Work request
From the listing below, pull out all lines with "woman" in them.

Material to process
───
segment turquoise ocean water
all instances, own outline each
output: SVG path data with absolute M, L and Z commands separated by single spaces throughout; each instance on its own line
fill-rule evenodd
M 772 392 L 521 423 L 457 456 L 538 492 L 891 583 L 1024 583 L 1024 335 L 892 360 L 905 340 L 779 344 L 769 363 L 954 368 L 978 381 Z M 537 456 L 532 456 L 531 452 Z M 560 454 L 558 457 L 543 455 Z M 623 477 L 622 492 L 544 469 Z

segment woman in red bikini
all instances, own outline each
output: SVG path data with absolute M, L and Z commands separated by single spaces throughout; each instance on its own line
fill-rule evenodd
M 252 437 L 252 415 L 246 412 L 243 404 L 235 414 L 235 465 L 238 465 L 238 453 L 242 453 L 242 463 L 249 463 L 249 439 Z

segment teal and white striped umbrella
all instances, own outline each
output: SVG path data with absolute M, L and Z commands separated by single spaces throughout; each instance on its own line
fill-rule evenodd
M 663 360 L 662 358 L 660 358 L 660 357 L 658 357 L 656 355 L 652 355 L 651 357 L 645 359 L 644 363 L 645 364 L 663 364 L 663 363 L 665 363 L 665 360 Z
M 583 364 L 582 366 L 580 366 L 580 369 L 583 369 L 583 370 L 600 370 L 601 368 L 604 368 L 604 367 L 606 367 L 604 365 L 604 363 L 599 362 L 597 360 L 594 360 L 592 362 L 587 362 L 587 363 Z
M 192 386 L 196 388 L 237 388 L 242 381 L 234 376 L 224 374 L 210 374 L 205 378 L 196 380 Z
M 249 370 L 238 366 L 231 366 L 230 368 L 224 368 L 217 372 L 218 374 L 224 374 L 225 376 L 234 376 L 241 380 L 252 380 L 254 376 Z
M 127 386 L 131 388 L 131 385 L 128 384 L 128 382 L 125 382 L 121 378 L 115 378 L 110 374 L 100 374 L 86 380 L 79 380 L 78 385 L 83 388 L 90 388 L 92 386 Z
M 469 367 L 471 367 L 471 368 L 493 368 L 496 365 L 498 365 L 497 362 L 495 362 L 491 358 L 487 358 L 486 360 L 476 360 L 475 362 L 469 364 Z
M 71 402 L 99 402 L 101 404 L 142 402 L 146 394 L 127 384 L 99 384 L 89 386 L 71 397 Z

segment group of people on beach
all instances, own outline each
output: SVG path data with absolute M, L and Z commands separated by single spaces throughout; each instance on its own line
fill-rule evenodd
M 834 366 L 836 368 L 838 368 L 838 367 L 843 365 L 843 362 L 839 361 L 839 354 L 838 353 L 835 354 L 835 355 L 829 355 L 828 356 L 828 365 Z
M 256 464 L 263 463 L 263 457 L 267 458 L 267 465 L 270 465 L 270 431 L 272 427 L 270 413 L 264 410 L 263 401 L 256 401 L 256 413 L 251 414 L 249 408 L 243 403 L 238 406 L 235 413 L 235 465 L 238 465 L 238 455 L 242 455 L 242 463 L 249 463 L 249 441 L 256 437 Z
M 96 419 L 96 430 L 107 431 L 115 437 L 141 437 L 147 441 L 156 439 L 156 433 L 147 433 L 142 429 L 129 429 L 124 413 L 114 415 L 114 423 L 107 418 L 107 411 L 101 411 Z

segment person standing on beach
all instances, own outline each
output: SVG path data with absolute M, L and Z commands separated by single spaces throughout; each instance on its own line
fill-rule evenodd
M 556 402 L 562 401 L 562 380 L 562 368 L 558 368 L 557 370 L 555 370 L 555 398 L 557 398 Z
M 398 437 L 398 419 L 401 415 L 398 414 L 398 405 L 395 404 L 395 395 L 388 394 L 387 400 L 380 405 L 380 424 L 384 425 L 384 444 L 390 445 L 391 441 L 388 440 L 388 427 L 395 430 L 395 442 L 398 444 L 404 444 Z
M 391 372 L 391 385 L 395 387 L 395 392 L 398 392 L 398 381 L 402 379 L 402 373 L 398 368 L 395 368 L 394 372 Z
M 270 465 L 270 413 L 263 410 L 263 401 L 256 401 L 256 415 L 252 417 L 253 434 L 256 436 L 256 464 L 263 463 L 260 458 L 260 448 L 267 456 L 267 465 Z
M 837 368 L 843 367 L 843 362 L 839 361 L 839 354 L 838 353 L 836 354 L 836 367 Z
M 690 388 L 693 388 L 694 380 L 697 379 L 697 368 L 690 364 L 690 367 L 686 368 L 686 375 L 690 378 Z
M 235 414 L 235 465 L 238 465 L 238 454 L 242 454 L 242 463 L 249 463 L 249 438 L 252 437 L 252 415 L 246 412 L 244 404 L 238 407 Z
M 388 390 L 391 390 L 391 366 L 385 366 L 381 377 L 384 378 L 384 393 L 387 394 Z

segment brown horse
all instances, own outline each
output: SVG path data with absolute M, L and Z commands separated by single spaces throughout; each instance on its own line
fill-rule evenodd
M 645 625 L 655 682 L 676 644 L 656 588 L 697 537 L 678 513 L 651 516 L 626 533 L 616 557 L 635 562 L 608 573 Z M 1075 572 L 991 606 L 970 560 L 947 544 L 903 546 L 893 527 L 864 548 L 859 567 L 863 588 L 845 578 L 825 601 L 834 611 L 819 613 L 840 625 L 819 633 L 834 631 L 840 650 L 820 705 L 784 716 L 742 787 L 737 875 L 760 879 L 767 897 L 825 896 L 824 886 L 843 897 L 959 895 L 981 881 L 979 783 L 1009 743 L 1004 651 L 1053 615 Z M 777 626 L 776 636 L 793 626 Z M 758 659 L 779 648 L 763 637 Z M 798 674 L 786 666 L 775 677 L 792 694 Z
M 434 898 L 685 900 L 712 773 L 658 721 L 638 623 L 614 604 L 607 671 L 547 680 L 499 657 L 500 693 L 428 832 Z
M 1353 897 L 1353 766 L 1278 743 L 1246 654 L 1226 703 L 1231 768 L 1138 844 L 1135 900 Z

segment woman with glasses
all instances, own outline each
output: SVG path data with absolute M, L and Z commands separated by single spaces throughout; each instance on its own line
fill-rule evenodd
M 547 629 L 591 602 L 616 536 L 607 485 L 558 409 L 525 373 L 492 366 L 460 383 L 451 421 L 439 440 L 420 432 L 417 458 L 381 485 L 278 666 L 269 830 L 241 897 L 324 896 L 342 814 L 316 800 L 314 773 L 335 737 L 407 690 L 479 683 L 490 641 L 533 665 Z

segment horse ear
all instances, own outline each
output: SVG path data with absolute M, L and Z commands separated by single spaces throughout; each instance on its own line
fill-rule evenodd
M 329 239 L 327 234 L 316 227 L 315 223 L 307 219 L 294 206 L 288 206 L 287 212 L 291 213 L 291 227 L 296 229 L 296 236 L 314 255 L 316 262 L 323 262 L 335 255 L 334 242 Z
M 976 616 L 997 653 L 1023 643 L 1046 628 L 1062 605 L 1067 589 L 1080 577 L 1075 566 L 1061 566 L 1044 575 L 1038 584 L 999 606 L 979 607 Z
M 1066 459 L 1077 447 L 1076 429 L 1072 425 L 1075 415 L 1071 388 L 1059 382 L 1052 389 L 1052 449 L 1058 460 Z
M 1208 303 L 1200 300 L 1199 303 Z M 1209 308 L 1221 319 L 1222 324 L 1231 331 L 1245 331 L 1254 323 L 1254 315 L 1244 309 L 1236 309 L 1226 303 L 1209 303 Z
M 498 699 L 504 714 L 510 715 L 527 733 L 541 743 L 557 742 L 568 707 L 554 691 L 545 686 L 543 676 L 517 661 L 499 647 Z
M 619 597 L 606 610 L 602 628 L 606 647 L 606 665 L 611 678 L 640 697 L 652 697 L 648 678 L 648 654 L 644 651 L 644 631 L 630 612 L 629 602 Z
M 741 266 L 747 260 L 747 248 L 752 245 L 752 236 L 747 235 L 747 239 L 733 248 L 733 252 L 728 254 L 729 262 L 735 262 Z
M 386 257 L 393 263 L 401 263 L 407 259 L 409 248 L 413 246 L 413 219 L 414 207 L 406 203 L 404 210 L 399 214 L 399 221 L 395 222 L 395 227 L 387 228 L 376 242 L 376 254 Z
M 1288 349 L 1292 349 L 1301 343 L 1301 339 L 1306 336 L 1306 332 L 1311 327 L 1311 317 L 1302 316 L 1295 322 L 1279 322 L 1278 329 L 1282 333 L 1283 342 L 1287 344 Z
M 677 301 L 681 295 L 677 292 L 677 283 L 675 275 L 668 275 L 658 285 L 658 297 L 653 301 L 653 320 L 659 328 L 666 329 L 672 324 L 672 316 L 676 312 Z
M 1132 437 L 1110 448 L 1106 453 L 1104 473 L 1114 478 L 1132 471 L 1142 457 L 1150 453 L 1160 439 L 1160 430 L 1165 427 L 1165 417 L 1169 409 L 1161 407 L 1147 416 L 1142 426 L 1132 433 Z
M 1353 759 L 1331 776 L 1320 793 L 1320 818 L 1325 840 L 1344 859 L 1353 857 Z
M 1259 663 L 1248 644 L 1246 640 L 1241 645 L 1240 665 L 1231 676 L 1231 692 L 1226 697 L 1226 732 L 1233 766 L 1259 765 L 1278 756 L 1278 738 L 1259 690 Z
───
Written response
segment woman in red bikini
segment woman with glasses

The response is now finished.